------ TRECHO FORNECIDO

Assim como um raio cai, sim, duas vezes no mesmo lugar, o “crime do século” pode sim acontecer duas ou mais vezes no mesmo século. E mais que isso: este segundo crime do século pode e vai cair no colo do detetive Perry Mason. Depois do caso de Emily Dodson na primeira temporada, chega nesta segunda temporada o crime McCutcheon para Perry investigar. E , assim como antes, um assassinato se desdobrará, mostrando uma realidade muito mais complexa.
De cara, o assassinato do empresário – que estava prestes a investir no ramo de esportes – Brooks McCutcheon não chamou a atenção de Perry Mason (Matthew Rhys) e Della Street (Juliet Rylance), agora sócios em um escritório de advocacia civil – nada mais de advocacia criminal, era o que eles imaginavam. Foi só quando a família dos irmãos Gallardo, presos acusados do crime, bateu à porta deles que Perry e Della aceitaram se envolver no caso, servindo como defesa dos irmãos. Eles terão de preparar a defesa em tempo recorde, com a ajuda do investigador Paul Drake (Chris Chalk). Ao mesmo tempo em que acontece essa aventura na vida profissional, as vidas pessoais de Perry e Della são sacudidas pela possibilidade de novos amores.
Encontramos um Perry Mason mais circunspeção depois de um ato intimidatório – a invasão de seu apartamento. Tal invasão também mexe com a segurança do filho dele, e é bom ver Perry como um pai que tenta ser mais presente, pois isso adiciona uma camada de interesse num personagem já interessante.

O ódio contra os irmãos Gallardo é insuflado por um programa de rádio sensacionalista, muito parecido com os programas sensacionalistas que contaminam as tardes de nossas televisões. Escorraçados até dentro da prisão, onde lhes são servidas refeições com estilhaços de vidro, os Gallardo sofrem por sua origem mexicana, como se apenas isso já fosse um crime pelo qual mereceriam ser condenados.
Brooks McCutcheon pode ter sido vítima de um crime, mas não era santo – e é isso que Della, recém-formada advogada, quer expor no tribunal. Brooks tratava as mulheres como lixo, não apenas usando-as e descartando-as, mas também sendo violento durante o sexo. Isso, claro, não diminui o impacto do que aconteceu com ele, mas mancha sua reputação até então ilibada e nos traz o questionamento: foi “bem feito” o que aconteceu?

------------
------ DADOS BRUTOS

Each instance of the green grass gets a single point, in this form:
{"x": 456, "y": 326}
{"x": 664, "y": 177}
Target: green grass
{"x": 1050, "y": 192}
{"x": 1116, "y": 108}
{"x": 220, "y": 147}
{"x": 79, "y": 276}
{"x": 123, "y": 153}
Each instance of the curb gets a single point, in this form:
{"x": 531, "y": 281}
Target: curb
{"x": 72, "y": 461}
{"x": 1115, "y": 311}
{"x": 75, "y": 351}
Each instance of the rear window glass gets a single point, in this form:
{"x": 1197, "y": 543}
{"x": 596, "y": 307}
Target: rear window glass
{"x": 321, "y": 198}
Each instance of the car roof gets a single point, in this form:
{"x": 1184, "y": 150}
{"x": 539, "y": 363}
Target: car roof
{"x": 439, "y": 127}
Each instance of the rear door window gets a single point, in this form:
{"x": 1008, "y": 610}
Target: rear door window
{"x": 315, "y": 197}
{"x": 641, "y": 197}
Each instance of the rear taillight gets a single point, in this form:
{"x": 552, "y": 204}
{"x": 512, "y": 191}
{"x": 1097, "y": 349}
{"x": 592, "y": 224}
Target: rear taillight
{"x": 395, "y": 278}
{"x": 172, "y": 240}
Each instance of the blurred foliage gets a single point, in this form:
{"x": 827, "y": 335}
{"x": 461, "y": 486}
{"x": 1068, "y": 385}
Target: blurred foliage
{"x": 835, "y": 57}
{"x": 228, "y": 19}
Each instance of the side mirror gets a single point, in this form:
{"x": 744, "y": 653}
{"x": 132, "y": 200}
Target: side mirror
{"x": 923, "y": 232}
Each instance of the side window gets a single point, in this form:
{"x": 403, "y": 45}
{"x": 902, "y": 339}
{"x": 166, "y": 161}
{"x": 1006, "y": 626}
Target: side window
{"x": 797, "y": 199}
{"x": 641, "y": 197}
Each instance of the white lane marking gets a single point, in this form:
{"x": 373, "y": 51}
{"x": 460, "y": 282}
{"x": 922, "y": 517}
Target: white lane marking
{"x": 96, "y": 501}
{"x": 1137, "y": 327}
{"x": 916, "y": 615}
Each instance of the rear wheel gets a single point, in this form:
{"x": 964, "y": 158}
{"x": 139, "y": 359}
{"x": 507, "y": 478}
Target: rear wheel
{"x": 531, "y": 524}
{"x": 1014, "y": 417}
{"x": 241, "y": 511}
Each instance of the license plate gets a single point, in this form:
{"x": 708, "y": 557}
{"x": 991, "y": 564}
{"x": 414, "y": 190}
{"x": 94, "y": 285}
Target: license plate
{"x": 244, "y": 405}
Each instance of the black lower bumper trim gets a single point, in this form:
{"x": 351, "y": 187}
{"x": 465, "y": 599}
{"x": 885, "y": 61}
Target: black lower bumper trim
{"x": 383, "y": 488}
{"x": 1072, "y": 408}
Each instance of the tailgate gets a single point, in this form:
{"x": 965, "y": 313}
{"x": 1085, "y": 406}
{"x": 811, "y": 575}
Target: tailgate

------------

INSTRUÇÃO: Segundo o texto sobre a segunda temporada de Perry Mason, quem ajuda Perry e Della a preparar a defesa dos irmãos Gallardo?

TAREFA CONCLUÍDA: O investigador Paul Drake, interpretado por Chris Chalk.